*SOURCE EXTRACT*
When the D.C. Milk Bar flagship store threw itself a first birthday party, I hit the books before the sweets.
I was struck by the different characterizations of cupcakes in two 2018 cookbooks, All About Cake by Milk Bar chef/founder Christina Tosi and Rose’s Baking Basics by Rose Levy Beranbaum.
Milk Bar doesn’t serve cupcakes. The book chapter is entitled “Cupcakes (If You Must)” and the ambivalent tone continues in the chapter introduction. “I mean no harm by my feelings on cupcakes,” the author writes.
“Cupcakes at bakeries are too often a dull cakey muffin with a lifeless goo on top, a fetishized fad, a cliche of the craft I hold so near and dear.” Prodded to bake cupcakes by her nieces, Tosi writes, “I pretend it’s a chore, but I also secretly love it.”
Tosi is best known for Milk Bar pie, layer cakes with unfrosted sides, and cake truffles. The latter are balls of cake scraps repurposed into an explosive best-seller. The public was invited to make them at the store’s June 30 birthday party.





Forty years older than Tosi, Beranbaum displays no animosity towards cupcakes. They are the background image on the table of contents page. On the individual recipe pages, Beranbaum gives straightforward instruction.

*SOURCE MATERIAL*
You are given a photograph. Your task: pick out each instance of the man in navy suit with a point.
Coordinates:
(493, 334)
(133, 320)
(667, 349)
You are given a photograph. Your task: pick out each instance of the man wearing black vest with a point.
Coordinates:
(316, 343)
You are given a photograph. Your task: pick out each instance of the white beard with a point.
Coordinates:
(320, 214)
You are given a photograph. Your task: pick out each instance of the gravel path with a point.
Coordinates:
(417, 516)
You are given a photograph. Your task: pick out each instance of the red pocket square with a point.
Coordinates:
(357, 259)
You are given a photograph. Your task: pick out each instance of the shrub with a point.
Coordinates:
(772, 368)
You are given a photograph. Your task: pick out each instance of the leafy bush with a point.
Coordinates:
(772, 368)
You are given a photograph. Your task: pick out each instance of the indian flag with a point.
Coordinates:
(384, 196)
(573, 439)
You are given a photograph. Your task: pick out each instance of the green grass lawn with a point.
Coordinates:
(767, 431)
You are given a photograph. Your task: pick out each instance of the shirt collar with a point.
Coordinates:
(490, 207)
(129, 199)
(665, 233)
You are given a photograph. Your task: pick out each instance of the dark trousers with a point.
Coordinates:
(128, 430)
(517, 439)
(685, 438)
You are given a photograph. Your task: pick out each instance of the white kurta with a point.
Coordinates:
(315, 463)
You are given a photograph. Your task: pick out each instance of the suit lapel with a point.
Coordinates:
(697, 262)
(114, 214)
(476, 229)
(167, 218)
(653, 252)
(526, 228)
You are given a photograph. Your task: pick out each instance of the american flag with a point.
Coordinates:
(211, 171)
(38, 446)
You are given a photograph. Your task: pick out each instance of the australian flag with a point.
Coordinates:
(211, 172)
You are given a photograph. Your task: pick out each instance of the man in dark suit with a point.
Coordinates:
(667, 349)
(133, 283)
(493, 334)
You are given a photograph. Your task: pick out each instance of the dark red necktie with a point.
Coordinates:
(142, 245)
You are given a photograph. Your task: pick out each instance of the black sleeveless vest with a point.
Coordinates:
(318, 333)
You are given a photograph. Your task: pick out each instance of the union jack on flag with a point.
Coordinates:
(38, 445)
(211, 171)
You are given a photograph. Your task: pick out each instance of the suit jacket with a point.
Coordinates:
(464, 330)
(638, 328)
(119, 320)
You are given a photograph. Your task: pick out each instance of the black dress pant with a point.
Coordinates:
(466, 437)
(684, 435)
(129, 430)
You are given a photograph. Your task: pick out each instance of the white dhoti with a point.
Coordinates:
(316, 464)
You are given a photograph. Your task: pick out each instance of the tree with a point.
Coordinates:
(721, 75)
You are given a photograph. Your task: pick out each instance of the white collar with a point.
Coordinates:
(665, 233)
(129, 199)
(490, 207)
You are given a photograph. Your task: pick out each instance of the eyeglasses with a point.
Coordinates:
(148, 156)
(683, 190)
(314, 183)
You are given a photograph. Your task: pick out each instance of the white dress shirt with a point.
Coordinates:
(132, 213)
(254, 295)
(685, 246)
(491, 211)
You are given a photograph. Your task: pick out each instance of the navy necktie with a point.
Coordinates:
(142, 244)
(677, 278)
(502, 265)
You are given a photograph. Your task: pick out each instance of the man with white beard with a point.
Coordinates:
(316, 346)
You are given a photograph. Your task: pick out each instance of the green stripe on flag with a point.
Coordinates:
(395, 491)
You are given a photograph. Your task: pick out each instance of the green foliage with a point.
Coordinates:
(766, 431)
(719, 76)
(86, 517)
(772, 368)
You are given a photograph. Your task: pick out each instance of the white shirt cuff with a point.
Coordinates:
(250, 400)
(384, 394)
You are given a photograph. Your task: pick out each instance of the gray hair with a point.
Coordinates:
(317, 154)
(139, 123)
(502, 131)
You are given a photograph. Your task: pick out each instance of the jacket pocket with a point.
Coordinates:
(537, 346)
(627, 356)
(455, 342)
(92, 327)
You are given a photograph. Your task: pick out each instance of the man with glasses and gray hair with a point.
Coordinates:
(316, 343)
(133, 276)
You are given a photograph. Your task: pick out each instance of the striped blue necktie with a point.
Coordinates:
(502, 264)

*REQUIRED WORK*
Pick up the piece on Christina Tosi's and Rose Levy Beranbaum's cupcake chapters where it stops, and write its next few paragraphs.

*RESULT OF THE TASK*
It proves the point that one’s perspective comes from mindset and social construction. The authors see cupcakes differently because of the distinct viewpoints they bring to the table, derived from the time, place, and circumstances that inform their experience.
Sprinkles and Georgetown Cupcake are two cupcakeries that defy Tosi’s critical appraisal. Both introduced layer cakes in 2018, bearing a striking resemblance to the style popularized by Milk Bar.
For its 10th anniversary in 2015, Sprinkles introduced a Sprinkle layer cake with frosted sides. The cake appears on the cover (and inside) of The Sprinkles Baking Book, released in 2016.

Two years later, the company heeds the dominant style and bares its cakes’ sides.
In a writing seminar I attended, the instructor said something to the effect of “immature writers borrow, mature writers steal other ideas.” So I guess I should reconsider my initial disapproval that the cupcakeries would copy Milk Bar to latch onto a runaway bandwagon.